Switch every "Target" in the records below to "Object", and give the records again with everything else unchanged.

**EXCERPTED RECORDS**
= = =
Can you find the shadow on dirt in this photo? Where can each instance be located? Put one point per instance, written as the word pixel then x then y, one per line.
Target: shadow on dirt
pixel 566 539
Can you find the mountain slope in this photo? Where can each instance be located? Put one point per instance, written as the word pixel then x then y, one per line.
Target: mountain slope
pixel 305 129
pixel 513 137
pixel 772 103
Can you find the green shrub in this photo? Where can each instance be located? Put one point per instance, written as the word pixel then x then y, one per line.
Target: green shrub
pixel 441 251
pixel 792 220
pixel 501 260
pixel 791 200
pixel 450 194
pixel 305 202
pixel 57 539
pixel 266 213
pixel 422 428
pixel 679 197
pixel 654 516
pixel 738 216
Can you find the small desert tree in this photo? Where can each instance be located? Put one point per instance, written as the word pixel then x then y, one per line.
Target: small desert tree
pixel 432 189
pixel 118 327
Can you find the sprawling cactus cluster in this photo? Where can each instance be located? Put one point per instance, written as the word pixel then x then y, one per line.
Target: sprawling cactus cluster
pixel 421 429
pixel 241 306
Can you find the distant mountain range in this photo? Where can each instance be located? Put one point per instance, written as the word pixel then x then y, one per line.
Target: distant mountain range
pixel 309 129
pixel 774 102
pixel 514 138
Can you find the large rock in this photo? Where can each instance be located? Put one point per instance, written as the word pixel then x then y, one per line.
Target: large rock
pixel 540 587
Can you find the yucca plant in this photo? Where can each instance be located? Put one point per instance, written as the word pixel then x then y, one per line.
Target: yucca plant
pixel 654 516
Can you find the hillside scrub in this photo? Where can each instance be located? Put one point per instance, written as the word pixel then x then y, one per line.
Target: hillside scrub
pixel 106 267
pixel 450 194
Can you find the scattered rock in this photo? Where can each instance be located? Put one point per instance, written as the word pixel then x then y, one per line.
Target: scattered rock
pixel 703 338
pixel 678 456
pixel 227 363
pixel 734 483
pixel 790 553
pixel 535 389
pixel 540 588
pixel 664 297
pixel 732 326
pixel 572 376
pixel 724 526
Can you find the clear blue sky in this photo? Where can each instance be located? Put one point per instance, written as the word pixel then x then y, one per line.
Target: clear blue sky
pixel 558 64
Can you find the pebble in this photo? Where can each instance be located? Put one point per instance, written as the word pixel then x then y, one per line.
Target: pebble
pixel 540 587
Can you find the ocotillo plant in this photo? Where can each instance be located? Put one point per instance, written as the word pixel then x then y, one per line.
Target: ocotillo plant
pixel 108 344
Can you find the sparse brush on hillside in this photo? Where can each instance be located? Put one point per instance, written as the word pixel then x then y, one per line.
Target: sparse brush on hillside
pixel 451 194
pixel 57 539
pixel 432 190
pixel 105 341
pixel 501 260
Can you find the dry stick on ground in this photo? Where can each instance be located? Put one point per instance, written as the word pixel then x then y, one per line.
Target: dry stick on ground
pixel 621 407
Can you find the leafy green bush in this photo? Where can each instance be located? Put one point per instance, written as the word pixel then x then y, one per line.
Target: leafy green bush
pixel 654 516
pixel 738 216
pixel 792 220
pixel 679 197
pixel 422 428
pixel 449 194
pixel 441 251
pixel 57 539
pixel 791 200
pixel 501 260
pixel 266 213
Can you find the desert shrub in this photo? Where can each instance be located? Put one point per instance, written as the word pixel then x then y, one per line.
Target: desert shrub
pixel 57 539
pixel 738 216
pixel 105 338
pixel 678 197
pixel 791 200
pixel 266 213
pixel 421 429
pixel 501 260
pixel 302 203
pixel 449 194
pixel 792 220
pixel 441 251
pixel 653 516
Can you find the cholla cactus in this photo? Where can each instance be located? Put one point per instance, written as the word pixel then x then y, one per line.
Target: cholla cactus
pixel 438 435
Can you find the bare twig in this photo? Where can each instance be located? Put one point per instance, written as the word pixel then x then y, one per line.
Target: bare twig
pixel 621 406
= = =
**COMPLETED EXERCISE**
Can you find the shadow on dirt in this photo? Where can each instance be located? Put one point per instance, written as the word pixel then x then y, one per line.
Object: shadow on dirt
pixel 566 539
Can you find the mountain slope in this photo? Where can each instance be located? Put one point per instance, written as the word pixel then x then y, one per line.
Object: mountain slope
pixel 305 129
pixel 513 137
pixel 772 103
Can you find the green shrub in this photo? Where can each instance be located? Put one point per instance, written as the word pixel then x then y, one per line.
Object: green shrub
pixel 441 251
pixel 792 220
pixel 501 260
pixel 791 200
pixel 450 194
pixel 305 202
pixel 57 539
pixel 266 213
pixel 422 428
pixel 679 197
pixel 654 516
pixel 738 216
Can you find the small desert tree in this photo? Where can each instance be located? Put one point per instance, written as the word pixel then x then y, one per line.
Object: small desert tree
pixel 432 189
pixel 118 327
Can you find the sprawling cactus cluster in this photo? Where can each instance be located? Put one point per instance, written as the word pixel then x then y, one per line.
Object: sprawling cactus cluster
pixel 421 429
pixel 241 306
Can you find the distant mountain range in this photo? Where can each instance be located? Put one point per instance, written as the word pixel then x then y, one per line.
Object: distant mountain range
pixel 309 129
pixel 774 102
pixel 514 138
Can you find the large rock in this photo? Where can each instance be located? Put one point per instance, written as the word pixel then x then y, one per line.
Object: large rock
pixel 540 587
Can you find the yucca plant in this photo? Where can each instance be located? Put one point per instance, written as the word pixel then x then y, one per line.
Object: yucca plant
pixel 654 516
Can you find the hillside scrub in this photo? Where can each instance be located? Put one point per instance, written as the word pixel then x then y, one per line.
Object: hillside scrub
pixel 106 267
pixel 450 194
Can you find the scattered rock in this photo? Where can each instance be located? Put one point per instance, written as the word pixel then x then y, one per line.
Object: scattered rock
pixel 703 338
pixel 678 456
pixel 227 363
pixel 734 483
pixel 790 553
pixel 535 389
pixel 540 588
pixel 664 297
pixel 732 326
pixel 572 376
pixel 724 526
Can you find the clear blue sky in this photo? Where can each instance be located? Put one point per instance, written as the word pixel then x then y, one per line.
Object: clear blue sky
pixel 558 64
Can you find the pebble in this photo? Where can each instance be located? Put one point per instance, written as the word pixel then x then y, one per line.
Object: pebble
pixel 540 587
Can you find the ocotillo plant in this photo? Where can each instance be located? Put one point per instance, written as the word pixel then x then y, one per line.
Object: ocotillo plant
pixel 108 344
Can you find the sparse brush on hillside in this photo? Where can each instance be located? Put one point per instance, written as the word pixel then x then y, one per line.
Object: sparse brush on hillside
pixel 451 194
pixel 57 539
pixel 432 190
pixel 105 341
pixel 501 260
Can you find the dry stick on ground in this photo? Where can each instance be located? Put one point per instance, written as the word pixel then x then y, one per line.
Object: dry stick on ground
pixel 621 407
Can you find the leafy green bush in this photo? Where can each instance be located? Put one point per instance, written as the word pixel then x then y, one per line.
Object: leafy green bush
pixel 654 516
pixel 738 216
pixel 792 220
pixel 679 197
pixel 422 428
pixel 449 194
pixel 441 251
pixel 57 539
pixel 791 200
pixel 501 260
pixel 266 213
Can you find the desert shrub in this photo? Where can each instance be located? Put one point per instance, written as the word pixel then x then y, one per line.
Object: desert shrub
pixel 57 539
pixel 738 216
pixel 105 338
pixel 678 197
pixel 791 200
pixel 266 213
pixel 421 429
pixel 501 260
pixel 302 203
pixel 449 194
pixel 792 220
pixel 441 251
pixel 653 516
Can you find the cholla cactus in this photo? Where can each instance be located? Put one point per instance, written as the word pixel then x then y, one per line.
Object: cholla cactus
pixel 438 435
Can you find the bare twig in this photo? Where can each instance be located? Put one point per instance, written as the word pixel then x then y, one per line.
Object: bare twig
pixel 621 406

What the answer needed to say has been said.